### Task to complete
Please say how many lines below include the word "brown", with nothing beyond the number.

◇ ◇ ◇ ◇ ◇

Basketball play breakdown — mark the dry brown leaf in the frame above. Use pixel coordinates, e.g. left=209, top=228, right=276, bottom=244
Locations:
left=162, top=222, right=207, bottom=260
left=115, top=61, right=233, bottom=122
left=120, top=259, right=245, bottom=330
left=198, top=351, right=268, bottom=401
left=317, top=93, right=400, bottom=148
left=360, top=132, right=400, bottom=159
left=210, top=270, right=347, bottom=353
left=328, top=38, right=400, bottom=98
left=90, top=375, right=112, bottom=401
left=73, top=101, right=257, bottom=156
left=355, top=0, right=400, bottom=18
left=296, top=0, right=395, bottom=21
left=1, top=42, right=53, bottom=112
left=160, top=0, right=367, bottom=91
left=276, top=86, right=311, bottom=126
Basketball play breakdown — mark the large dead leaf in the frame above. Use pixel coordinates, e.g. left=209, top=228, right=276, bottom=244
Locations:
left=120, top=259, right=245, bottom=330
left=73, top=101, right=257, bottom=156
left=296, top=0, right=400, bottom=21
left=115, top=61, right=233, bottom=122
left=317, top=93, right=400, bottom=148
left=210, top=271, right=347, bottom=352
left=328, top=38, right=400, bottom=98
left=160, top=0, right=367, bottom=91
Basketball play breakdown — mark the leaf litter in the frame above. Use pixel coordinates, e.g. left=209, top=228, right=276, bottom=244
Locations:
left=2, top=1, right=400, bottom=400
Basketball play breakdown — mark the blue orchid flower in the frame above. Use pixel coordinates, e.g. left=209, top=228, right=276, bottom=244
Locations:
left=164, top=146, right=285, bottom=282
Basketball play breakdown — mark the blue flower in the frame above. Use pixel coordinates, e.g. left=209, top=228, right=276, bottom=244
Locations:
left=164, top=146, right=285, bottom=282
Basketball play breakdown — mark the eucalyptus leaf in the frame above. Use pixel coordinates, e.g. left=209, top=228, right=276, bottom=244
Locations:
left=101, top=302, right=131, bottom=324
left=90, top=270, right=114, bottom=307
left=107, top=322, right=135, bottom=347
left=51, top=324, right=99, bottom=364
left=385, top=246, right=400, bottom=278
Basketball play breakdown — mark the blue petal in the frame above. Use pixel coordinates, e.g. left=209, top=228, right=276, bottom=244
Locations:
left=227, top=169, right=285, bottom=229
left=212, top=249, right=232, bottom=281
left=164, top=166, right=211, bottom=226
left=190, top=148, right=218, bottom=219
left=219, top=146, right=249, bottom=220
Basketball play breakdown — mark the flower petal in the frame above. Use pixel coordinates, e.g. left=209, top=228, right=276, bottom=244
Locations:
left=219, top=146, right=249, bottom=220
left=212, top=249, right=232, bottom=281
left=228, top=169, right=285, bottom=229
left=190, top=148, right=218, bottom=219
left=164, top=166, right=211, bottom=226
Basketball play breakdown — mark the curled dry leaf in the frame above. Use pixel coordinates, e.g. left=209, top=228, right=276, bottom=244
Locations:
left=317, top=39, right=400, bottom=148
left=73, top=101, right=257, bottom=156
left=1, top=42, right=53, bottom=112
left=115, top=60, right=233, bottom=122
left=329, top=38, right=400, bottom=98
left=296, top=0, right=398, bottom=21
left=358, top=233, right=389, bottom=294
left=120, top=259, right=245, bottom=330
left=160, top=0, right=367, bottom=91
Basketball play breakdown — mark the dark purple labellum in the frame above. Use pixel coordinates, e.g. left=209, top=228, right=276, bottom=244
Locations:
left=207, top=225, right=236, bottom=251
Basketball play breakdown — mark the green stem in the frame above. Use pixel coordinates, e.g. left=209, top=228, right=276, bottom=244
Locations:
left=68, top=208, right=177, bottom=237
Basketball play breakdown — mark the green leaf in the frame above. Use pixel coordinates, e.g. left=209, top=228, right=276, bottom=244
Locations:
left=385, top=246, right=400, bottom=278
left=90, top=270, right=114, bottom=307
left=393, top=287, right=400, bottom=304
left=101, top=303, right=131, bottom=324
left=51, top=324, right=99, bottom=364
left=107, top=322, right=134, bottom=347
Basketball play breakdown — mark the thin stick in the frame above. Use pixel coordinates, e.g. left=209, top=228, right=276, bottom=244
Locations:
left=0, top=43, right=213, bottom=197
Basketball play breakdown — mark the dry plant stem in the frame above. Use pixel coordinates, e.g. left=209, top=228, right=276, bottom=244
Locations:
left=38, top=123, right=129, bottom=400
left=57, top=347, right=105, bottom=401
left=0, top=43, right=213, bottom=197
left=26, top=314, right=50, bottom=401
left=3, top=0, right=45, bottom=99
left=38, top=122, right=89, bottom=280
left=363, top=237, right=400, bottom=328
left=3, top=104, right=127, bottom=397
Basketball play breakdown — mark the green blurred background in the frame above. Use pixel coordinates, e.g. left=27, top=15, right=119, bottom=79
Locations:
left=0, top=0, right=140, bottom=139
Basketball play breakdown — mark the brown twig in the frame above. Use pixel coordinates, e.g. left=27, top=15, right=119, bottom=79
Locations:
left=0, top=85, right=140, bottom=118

◇ ◇ ◇ ◇ ◇

### Task answer
2